Topeka Gov. Sam Brownback’s budget director Steve Anderson on Wednesday declined to tell the Kansas Board of Regents his personal opinion on higher education funding.
“Opinions are like belly buttons,” Anderson said. “Everyone’s got one. The only important belly button to me right now is the governor’s.”
In his first face-to-face with the regents, Anderson urged board members to meet with him and Brownback and present ideas on how to improve higher education in Kansas.
“The governor’s door is open. He is there to talk to people. When good ideas come forward, we’ll jump on them,” Anderson said.
Brownback’s choice of Anderson as state budget director raised eyebrows because of Anderson’s previous work with Americans for Prosperity, an organization founded by billionaire David Koch, which espouses cuts in taxes, regulations and the size of government.
In 2009, Anderson and the Kansas chapter of Americans for Prosperity proposed a “model budget” for Kansas. In that document, AFP said the biggest problem with the budget is “unconstrained growth of state spending.”
※ ※ ※
**REQUIRED WORK:**
A. Answer these questions from the news article on Steve Anderson:
(i) Who founded Americans for Prosperity?
(ii) In what year did Anderson and the Kansas chapter of Americans for Prosperity propose a "model budget" for Kansas?
(iii) Whose belly button did Anderson call the only important one to him right now?
B. Set down the part of the news article on Steve Anderson word for word, from "In his first" to "education in Kansas.".

[Stored entries]
※ ※ ※
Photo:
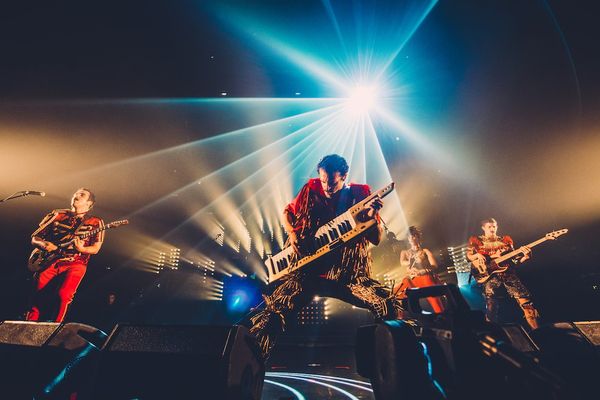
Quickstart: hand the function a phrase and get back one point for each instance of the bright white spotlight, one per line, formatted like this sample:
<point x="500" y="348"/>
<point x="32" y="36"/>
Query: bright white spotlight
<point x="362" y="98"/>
※ ※ ※
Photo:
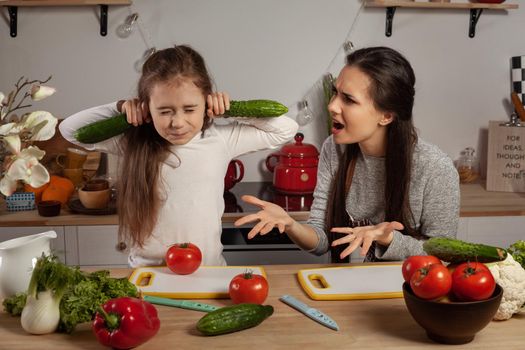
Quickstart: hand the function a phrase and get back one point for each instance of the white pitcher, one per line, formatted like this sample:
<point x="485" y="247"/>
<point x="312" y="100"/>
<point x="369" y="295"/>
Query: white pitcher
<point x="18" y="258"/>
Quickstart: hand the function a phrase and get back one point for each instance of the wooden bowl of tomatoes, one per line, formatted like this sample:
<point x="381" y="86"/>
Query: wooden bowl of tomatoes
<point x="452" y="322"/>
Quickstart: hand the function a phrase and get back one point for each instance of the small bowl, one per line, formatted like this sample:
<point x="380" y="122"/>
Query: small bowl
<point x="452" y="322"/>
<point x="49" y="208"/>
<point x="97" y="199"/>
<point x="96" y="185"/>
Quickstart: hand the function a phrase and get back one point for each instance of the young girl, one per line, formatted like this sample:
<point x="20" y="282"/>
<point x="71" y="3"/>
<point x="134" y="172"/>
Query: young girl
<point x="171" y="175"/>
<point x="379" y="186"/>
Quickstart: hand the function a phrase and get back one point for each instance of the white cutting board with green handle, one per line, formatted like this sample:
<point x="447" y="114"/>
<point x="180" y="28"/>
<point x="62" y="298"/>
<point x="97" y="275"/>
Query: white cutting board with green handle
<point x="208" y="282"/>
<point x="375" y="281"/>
※ ※ ※
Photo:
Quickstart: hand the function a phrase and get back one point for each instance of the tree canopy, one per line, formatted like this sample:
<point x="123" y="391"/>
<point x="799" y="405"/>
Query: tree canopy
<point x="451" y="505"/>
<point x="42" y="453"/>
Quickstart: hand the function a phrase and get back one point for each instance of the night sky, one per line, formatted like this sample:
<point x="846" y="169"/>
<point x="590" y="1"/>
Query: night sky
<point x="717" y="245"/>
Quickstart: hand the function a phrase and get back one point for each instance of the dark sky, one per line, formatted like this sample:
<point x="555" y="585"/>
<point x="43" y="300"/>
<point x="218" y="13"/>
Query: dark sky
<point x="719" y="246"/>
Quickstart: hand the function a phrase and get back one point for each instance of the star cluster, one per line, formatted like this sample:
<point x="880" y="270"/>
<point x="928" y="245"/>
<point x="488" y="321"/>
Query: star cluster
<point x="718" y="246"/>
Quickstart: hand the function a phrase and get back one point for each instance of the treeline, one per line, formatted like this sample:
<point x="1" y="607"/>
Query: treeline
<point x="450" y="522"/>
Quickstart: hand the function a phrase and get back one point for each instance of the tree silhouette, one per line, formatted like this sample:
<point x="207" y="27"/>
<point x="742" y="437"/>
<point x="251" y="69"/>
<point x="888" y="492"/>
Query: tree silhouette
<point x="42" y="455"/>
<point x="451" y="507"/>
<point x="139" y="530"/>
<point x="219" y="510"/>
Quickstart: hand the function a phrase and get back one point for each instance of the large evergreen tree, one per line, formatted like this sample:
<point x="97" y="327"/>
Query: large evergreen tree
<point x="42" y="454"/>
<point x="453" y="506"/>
※ ※ ※
**ANSWERS IN ORDER:**
A.
(i) Billionaire David Koch
(ii) 2009
(iii) The governor's

B.
In his first face-to-face with the regents, Anderson urged board members to meet with him and Brownback and present ideas on how to improve higher education in Kansas.